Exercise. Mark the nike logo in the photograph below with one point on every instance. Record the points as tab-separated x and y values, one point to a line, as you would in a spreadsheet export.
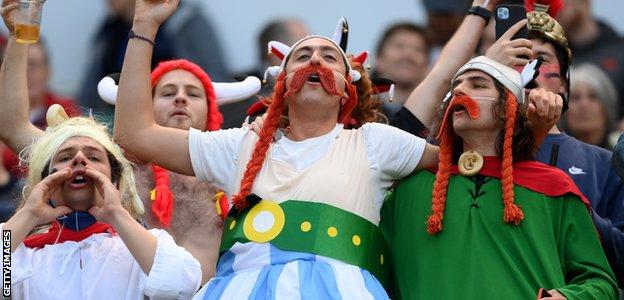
575	171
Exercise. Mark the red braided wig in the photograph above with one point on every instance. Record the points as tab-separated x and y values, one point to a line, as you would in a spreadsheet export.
163	199
262	145
446	136
162	205
274	115
215	119
512	213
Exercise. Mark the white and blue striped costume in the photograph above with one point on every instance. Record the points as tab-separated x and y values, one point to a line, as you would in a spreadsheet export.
261	271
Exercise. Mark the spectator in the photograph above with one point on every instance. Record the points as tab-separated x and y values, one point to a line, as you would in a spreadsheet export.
593	106
593	41
188	34
40	97
402	56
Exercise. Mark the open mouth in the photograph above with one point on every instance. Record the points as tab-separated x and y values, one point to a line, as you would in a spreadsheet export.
79	180
458	108
179	113
314	78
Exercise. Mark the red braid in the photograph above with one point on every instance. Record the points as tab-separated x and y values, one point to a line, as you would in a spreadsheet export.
345	111
440	185
512	213
162	205
262	145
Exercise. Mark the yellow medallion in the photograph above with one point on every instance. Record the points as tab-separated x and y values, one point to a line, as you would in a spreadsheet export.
470	163
264	222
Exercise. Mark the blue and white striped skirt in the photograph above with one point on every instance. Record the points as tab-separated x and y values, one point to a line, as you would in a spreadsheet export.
262	271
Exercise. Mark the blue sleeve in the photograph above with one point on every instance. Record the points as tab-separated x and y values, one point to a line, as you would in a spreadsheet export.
610	224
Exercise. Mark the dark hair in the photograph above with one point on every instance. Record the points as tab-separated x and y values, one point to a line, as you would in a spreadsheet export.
523	141
399	27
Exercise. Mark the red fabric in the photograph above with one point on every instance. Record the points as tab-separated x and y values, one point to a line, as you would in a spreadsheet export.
533	175
554	8
52	236
215	119
258	108
162	201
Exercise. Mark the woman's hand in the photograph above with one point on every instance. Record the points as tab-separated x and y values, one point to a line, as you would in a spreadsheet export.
110	210
154	12
37	205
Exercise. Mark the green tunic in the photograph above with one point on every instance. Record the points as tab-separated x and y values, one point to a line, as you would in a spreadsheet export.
478	256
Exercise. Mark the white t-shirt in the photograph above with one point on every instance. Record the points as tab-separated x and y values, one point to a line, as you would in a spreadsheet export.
392	154
102	267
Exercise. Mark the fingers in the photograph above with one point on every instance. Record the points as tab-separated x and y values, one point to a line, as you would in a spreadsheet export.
102	182
61	211
521	43
536	97
521	51
8	6
513	30
48	185
96	212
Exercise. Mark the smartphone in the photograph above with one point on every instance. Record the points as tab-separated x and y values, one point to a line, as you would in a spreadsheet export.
542	293
507	16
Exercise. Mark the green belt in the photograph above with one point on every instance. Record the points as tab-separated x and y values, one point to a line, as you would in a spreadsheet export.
312	228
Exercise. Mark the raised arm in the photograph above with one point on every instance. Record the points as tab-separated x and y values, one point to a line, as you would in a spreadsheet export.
135	128
428	95
36	209
15	128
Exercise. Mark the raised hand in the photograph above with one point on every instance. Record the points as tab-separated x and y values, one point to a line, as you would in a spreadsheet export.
490	5
111	207
154	12
37	203
8	13
544	110
507	51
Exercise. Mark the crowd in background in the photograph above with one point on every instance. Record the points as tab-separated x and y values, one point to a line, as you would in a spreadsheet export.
405	53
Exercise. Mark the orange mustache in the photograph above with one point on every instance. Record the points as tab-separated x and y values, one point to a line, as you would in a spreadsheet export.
462	100
301	76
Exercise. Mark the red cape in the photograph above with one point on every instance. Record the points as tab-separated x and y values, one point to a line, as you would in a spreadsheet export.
533	175
53	237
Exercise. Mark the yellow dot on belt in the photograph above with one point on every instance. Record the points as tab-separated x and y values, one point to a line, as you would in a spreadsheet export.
306	226
332	231
356	240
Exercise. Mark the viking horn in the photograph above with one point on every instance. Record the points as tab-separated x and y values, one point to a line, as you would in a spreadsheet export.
107	88
280	50
361	58
56	115
341	35
236	91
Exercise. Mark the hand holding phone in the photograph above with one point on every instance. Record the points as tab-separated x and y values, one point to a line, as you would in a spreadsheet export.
511	52
507	16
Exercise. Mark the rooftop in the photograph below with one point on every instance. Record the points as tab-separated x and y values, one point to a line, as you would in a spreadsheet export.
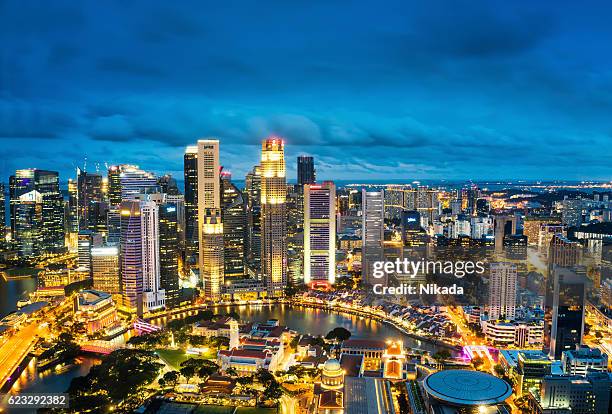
467	388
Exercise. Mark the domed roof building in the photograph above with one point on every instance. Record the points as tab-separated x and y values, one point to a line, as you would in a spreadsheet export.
331	394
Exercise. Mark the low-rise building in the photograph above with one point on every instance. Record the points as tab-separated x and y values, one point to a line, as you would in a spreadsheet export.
96	309
583	359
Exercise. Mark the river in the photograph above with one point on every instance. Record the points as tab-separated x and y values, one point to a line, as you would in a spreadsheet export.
303	320
12	291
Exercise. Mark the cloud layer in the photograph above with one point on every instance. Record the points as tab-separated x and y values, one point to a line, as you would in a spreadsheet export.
403	89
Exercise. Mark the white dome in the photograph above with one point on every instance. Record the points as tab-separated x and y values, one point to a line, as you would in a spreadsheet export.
332	365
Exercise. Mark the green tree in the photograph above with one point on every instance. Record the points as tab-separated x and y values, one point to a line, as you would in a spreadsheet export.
171	378
477	362
338	334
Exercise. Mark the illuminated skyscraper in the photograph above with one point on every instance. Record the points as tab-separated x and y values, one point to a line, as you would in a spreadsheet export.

——

| TASK OBJECTIVE |
With the images removed, reproduce all the material above word for word.

| WRITTEN ANSWER |
Exercise. Mark the nike logo in the photograph below with one point on every instance. Record the points as tab-separated x and y values, one point to a line, as you would in a spreadsheet export.
575	171
Exercise. Mark the red braided wig in the photograph above with one point on every instance. Record the points as tab-separated x and y values, one point to a line, as you would in a spreadsheet export.
163	199
262	145
446	136
162	205
274	115
215	119
512	213
Exercise. Mark the white and blue striped costume in the photograph above with one point on every instance. Record the points as tab-separated x and y values, one point to a line, as you would in a spreadsheet export.
261	271
Exercise. Mark the spectator in the photograph above with one point on every instance. Record the points as tab-separated x and y values, one point to a line, as you would in a spreadsheet export.
593	106
593	41
188	34
40	97
402	56
Exercise. Mark the open mouth in the photograph above with one point on every instance. Record the points as tab-separated x and y values, one point to a line, as you would in a spreadsheet export.
79	180
458	108
179	113
314	78
Exercise. Mark the red braid in the photograph above with one point on every instance. Record the points as tab-separated x and y values, one point to a line, as you would in a spreadsheet export.
345	111
440	185
512	213
162	205
262	145
Exercise. Mark the yellow medallion in the photograph above with one point on every instance. Record the points as tab-separated x and y values, one point to a line, as you would in a spreadsheet export.
470	163
264	222
Exercise. Mark the blue and white striped skirt in the photograph above with one point on every instance. Record the points as tab-separated x and y values, one point to a line, as you would in a spreadsheet export.
262	271
Exercise. Mark the blue sleeve in the photograph above with one point on every instance. Record the points as tab-separated x and y values, one point to a line, as you would in a spreadsheet export.
610	224
Exercise. Mark the dark hair in the photograph above with one point on every instance. Record the points as tab-separated x and y values, one point to a line, as you would in a spreadsheet export.
523	141
399	27
Exercise. Mark the red fabric in the photograph above with one point on every instance. Record the points as tab-separated x and y values, one point to a line, as you would in a spreadsheet export.
533	175
554	8
52	236
215	119
258	108
162	201
Exercise. Mark the woman's hand in the photograph above with one point on every instance. Record the points as tab-separated x and y values, one point to a line, as you would in a spreadsheet export.
110	210
154	12
37	205
Exercise. Mark the green tunic in the photograph above with one point on every instance. Record the points as tab-separated x and y values, one point to a line, as you would in a spreadsheet export.
478	256
Exercise. Mark the white t-shirt in the photograph above with one point on every instance. Record the points as tab-separated x and y values, one point to a line, as you would in a spreadsheet export.
392	154
102	267
Exercise. Mark the fingers in the photograph above with one point on every instance. Record the points as tab-separated x and y values, one point to a line, as you would in a spreadsheet export.
102	182
61	211
521	43
536	97
521	51
8	6
513	30
48	185
96	212
Exercise. Mark the smartphone in the photograph above with one point on every instance. Record the points as tab-separated x and y values, one point to a line, as you would in a spreadsheet export.
542	293
507	16
Exercise. Mark the green belt in the photograph above with one point on every instance. Record the points as tab-separated x and y values, one point to a line, as you would in a spreadsheet export.
312	228
Exercise. Mark the raised arm in the photograph above with one point on every instance. Record the points as tab-separated x and y values, one point to a line, as you would in a spreadsheet export.
135	128
428	95
36	209
15	128
Exercise. Mark the raised hand in the photograph above with one point on every instance. Record the points as tab-separated x and y values, one point to a line, as you would in a spreadsheet export.
490	5
111	207
154	12
37	203
8	13
544	110
507	51
Exercise. Mark the crowd in background in the photograph above with one point on every instance. Record the points as tab-separated x and y values, one point to a line, as you would in a spreadsheet export.
405	53
Exercise. Mark the orange mustache in the photograph above with one point on every instance. Record the points as tab-separated x and y values, one point to a line, as you would in a spreadsheet export.
462	100
301	76
Exercise. Mark the red cape in the photograph above with one point on every instance. Record the points as tab-separated x and y values, one point to a line, as you would in a spreadsheet export.
533	175
53	237
Exercise. Mark the yellow dot on belt in the photograph above with one point on every instance. Record the points as tab-separated x and y values, one point to a line, as you would in a spreadsheet export.
306	226
332	231
356	240
Exercise. Mark the viking horn in the photograph above with one point on every instance. Record the points as tab-separated x and y values, one point to a line, as you would in a spreadsheet export.
107	88
280	50
361	58
56	115
341	35
236	91
Exercise. Mark the hand holding phone in the photograph above with one point on every instance. Record the points as tab-separated x and y values, one point to a line, as you would in a spreadsheet export.
511	52
507	16
Exercise. Mark the rooftop in the photograph below with one point on every instance. Record the points as tab-separated x and y values, one point to a line, as you would in a spreadsheet export.
467	388
Exercise. Mark the domed roof building in the photograph above with one point on every instance. Record the points as tab-separated x and y values, one point to a line, as you would in a spreadsheet export.
331	394
Exercise. Mark the low-rise building in the photograph above with one point on every instance. Record the points as tab-separated x and y values, one point to a line, as you would in a spreadsheet export.
96	309
583	359
Exercise. Mark the river in the photograph above with one point on every instance. Record the points as tab-separated x and y values, one point to a line, as you would in a spreadsheet export.
303	320
12	291
Exercise. Mark the cloud layer in the photograph above with one point on every instance. Record the points as tab-separated x and y values, one point to a line, as you would in a spreadsheet export.
403	89
Exercise. Mark the white dome in the photograph above with one point on every instance. Record the points as tab-separated x and y values, one point to a line, as you would in a spreadsheet export.
332	365
Exercise. Mark the green tree in the photograph above with one point on every instance. Record the points as tab-separated x and y values, one point to a line, as you would in a spreadsheet export.
171	378
477	362
338	334
Exercise. Mark the illuminated skyscraper in the photograph above with one point on every instance. Record the points as tab-separated x and y values, one point to a line, as you would in a spreadsheet export.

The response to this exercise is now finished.